### ESTRATTO DELLA PAGINA ###

La presidente interviene evidenziando che per la Commissione Antimafia Scarantino non rappresenta un pretesto per spostare l’attenzione da quello che appare come un vero e proprio depistaggio. La Bindi domanda quindi al dott. Di Matteo se consideri la vicenda Scarantino un errore giudiziario.

Io non penso assolutamente che per la Commissione la vicenda Scarantino possa costituire un pretesto per non indagare in altre direzioni. Per questo motivo, quando dopo le vostre audizioni del 18 e 19 luglio a Palermo si è scatenata quella campagna mediatica, non ho replicato con un’intervista, ma ho chiesto di rappresentare dei dati di fatto, e per me la sede istituzionale più autorevole è questa dove poter rappresentare ciò che avevo già riferito in aula a Caltanissetta. 

Non ho mai citato né le interviste né le dichiarazioni di Fiammetta Borsellino. Anche per me è importante che si accerti se nella fase iniziale sia intervenuto un depistaggio, perchè può essere indicativo di mandanti o complicità esterne. Ma c’è una parte della stampa – che da sempre fa riferimento a Giuliano Ferrara, al Foglio, molto spesso ripresa da organi di informazione importanti in Sicilia – che concentra tutto quello che c’è ancora da approfondire sulla strage di via d’Amelio sulla fase iniziale di Scarantino, e ho il sospetto che tragga origine dal fatto che si vuole azzerare tutto. Si vuole dimostrare che nulla è stato fatto per dire che nulla ancora si può fare. Si è scoperto che Scarantino era un collaboratore inattendibile o poco attendibile, sul punto preciso che nel via d’Amelio ter, tra il ’97 e il ’99, non l’abbiamo nemmeno citato. Nel via d’Amelio bis, nell’istruttoria dibattimentale, le dichiarazioni di Scarantino sono state usate minimamente, noi stessi abbiamo parlato di inquinamento. Abbiamo chiesto chiesto l’assoluzione di parte importante delle persone accusate da Scarantino, e di tutti quelli che erano accusati solo da Scarantino.

La presidente Bindi interviene ulteriormente sulla questione del depistaggio.

E’ stato pesante nella prima fase: nel primo processo e solo in parte nel secondo. Poi è stato completamente disatteso dallo sviluppo delle indagini. Sul punto sono stati poi sentiti Cancemi, Ferrante, e la stessa Procura di Caltanissetta dell’epoca non l’ha nemmeno messo nella lista dei testimoni. I processi via d’Amelio bis e ter vengono celebrati nel ’96-’97. Non guardate solo alle dichiarazioni di Scarantino. Se lui è il pupo che qualcuno ha vestito bisogna vedere come si è arrivati a individuarlo il 26 settembre ‘92. E quel giorno, ad occuparsi delle stragi in generale, erano altri magistrati, tra i quali i dottori Boccassini, Cardella, Tinebra. Ricorderò male, ma mi pare che al primo interrogatorio di Scarantino ci fosse anche la Boccassini.

###

▶ **CONSEGNA A**: Riporta fedelmente la parte dell'estratto sull'audizione di Di Matteo che si apre con le parole contenenti "E’ stato pesante" e si chiude con "anche la Boccassini.".
▶ **CONSEGNA B**: Prosegui l'estratto sull'audizione di Di Matteo dal punto in cui si interrompe.
I record non hanno alcun legame con l'estratto sull'audizione di Di Matteo.

### RECORD FORNITI ###

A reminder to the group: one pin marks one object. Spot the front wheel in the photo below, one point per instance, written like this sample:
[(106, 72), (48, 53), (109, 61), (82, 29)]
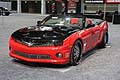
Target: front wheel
[(76, 51), (104, 41)]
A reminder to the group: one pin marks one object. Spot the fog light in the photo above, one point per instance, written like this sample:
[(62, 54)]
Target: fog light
[(59, 55), (10, 48)]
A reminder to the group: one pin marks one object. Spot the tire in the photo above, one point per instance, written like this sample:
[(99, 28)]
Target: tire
[(104, 41), (76, 55)]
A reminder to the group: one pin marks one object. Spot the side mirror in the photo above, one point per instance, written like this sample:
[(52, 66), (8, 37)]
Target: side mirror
[(39, 23), (90, 25)]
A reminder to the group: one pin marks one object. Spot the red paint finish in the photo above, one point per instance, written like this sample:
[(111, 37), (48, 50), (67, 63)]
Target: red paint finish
[(89, 37)]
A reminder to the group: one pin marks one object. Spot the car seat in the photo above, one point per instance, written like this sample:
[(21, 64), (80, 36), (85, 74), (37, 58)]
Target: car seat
[(74, 21)]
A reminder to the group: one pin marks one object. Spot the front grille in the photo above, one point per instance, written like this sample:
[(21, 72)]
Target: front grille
[(37, 43), (33, 56)]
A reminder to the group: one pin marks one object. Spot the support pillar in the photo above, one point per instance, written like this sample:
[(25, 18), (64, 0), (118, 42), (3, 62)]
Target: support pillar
[(118, 7), (18, 6), (43, 7)]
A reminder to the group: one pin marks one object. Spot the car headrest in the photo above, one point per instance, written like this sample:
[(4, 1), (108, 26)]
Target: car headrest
[(74, 21)]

###

▶ **RISPOSTA ATTESA A**:
E’ stato pesante nella prima fase: nel primo processo e solo in parte nel secondo. Poi è stato completamente disatteso dallo sviluppo delle indagini. Sul punto sono stati poi sentiti Cancemi, Ferrante, e la stessa Procura di Caltanissetta dell’epoca non l’ha nemmeno messo nella lista dei testimoni. I processi via d’Amelio bis e ter vengono celebrati nel ’96-’97. Non guardate solo alle dichiarazioni di Scarantino. Se lui è il pupo che qualcuno ha vestito bisogna vedere come si è arrivati a individuarlo il 26 settembre ‘92. E quel giorno, ad occuparsi delle stragi in generale, erano altri magistrati, tra i quali i dottori Boccassini, Cardella, Tinebra. Ricorderò male, ma mi pare che al primo interrogatorio di Scarantino ci fosse anche la Boccassini.

▶ **RISPOSTA ATTESA B**:
Se c’è stato depistaggio, secondo la mia opinione, si è cominciato a concretizzare prima del settembre ‘92. Io entro a far parte del pool stragi due anni e due mesi dopo. È possibile che qualche informatore della polizia avesse indicato in parte la verità, e con un’operazione spregiudicata la polizia abbia trovato una persona che si assumesse e mettesse a verbale la paternità di quelle conoscenze? A me fa paura il dato che Scarantino non accusa solo persone innocenti, ma anche soggetti del mandamento di Brancaccio che anche Spatuzza accuserà, e poi condannate definitivamente. Questo è un altro dato secondo me importante. 
Per quanto riguarda la lettera della dottoressa Boccassini anch’io, sotto giuramento da testimone, ho detto prima di oggi queste cose, e cioè che quella lettera l’ho conosciuta soltanto negli ultimi anni a Palermo. Forse non c’è nemmeno contraddizione, a meno che la dottoressa Boccassini non dica di avermene parlato. Ma con me non ne ha parlato. Quella lettera, che ora apprendo non essere nemmeno firmata, non l’avevo mai vista, nessuno me ne ha parlato. E questa è la realtà dei fatti.

La presidente della Commissione Antimafia interviene per chiedere se, al di là di politici, poliziotti e carabinieri implicati in questa vicenda, vi sia anche qualche magistrato.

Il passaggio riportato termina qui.